• Task description
Reproduce the lines without any change, starting at the line that contains "Could you point out the small" and continuing through the last line. Leave the pictures out of your answer.

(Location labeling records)
— begin —
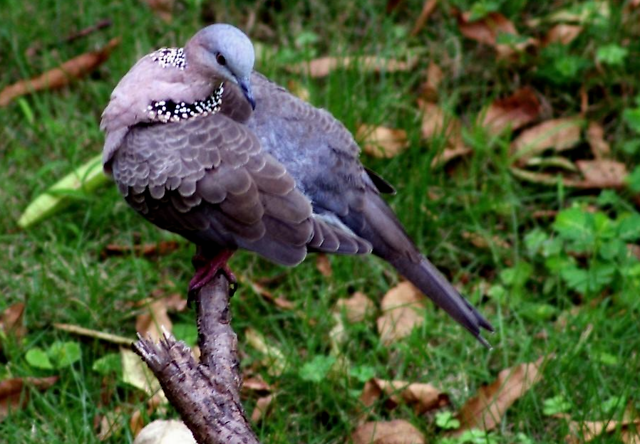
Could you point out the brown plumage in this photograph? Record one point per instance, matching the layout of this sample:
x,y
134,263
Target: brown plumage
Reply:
x,y
189,152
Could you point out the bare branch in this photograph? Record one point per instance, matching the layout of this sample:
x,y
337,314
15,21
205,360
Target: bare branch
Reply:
x,y
206,394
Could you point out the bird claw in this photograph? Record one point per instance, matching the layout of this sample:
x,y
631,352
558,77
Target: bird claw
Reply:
x,y
207,269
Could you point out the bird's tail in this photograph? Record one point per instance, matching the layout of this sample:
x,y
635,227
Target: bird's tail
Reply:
x,y
391,242
428,279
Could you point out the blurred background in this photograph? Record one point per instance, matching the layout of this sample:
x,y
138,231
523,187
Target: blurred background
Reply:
x,y
509,129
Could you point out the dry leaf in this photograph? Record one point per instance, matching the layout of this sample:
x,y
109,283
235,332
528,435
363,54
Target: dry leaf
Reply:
x,y
487,29
560,134
11,321
136,373
436,122
151,323
515,111
110,424
448,155
382,142
162,8
11,392
298,90
356,307
402,308
323,265
60,76
322,66
601,173
485,411
159,249
562,33
278,301
423,397
595,136
262,408
427,9
274,359
256,384
75,329
430,86
163,431
387,432
480,241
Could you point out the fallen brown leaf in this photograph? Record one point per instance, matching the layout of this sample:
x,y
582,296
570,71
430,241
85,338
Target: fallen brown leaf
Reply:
x,y
137,374
323,265
596,174
356,307
515,111
595,136
560,134
321,67
255,384
601,173
427,9
438,123
159,249
562,33
430,86
162,8
448,155
151,323
274,359
110,424
11,321
387,432
381,141
60,76
109,337
487,29
485,410
262,408
423,397
278,301
162,431
298,90
402,308
12,396
480,241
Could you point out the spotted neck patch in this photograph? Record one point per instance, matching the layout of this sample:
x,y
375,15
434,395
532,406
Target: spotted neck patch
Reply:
x,y
166,111
173,57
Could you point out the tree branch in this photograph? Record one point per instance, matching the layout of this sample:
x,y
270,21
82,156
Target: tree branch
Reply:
x,y
206,394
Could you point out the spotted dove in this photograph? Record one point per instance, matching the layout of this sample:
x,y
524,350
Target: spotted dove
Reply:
x,y
203,146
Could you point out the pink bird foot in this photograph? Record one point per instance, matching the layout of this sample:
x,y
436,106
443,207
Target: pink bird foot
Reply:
x,y
208,267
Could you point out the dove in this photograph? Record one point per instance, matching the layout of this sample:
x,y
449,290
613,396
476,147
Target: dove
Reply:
x,y
202,145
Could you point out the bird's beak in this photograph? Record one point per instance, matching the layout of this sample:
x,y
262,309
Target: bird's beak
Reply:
x,y
245,85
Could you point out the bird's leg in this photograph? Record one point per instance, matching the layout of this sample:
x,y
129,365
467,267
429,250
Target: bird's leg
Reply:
x,y
206,269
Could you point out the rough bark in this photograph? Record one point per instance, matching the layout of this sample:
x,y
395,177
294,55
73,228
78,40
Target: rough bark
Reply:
x,y
206,394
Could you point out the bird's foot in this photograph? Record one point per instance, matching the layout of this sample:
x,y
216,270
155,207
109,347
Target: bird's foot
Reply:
x,y
207,268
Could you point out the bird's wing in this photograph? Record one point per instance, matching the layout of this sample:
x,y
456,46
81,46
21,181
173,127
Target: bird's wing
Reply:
x,y
323,157
209,180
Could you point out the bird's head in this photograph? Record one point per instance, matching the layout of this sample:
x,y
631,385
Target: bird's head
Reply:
x,y
223,53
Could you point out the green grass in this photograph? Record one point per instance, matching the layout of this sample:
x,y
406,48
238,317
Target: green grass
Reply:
x,y
57,270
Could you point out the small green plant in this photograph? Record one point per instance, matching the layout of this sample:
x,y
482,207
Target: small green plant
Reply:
x,y
317,369
588,251
555,405
58,355
446,420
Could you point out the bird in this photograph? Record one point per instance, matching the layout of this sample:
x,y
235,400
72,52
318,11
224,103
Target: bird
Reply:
x,y
202,145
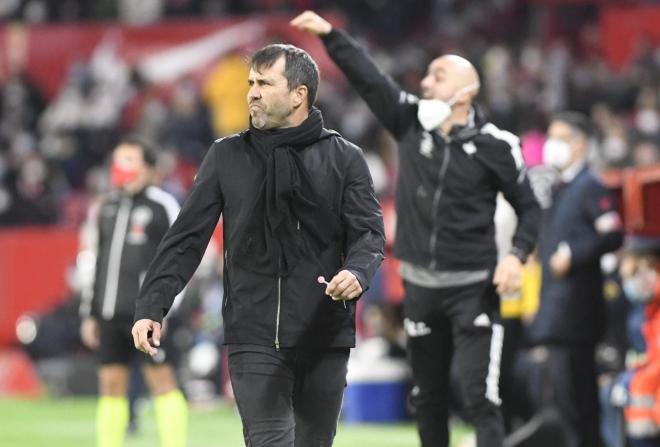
— end —
• Exercise output
Could you point out the small green plant in this photograph? Record one point per instance, matching the layout of this sample:
x,y
482,207
Target: small green plant
Reply:
x,y
317,369
588,251
555,405
58,355
446,420
Could you point out the bird in this photograph? Record one point per instance, matching the layout of this sample:
x,y
235,400
72,52
318,11
224,103
Target: bird
Reply:
x,y
202,145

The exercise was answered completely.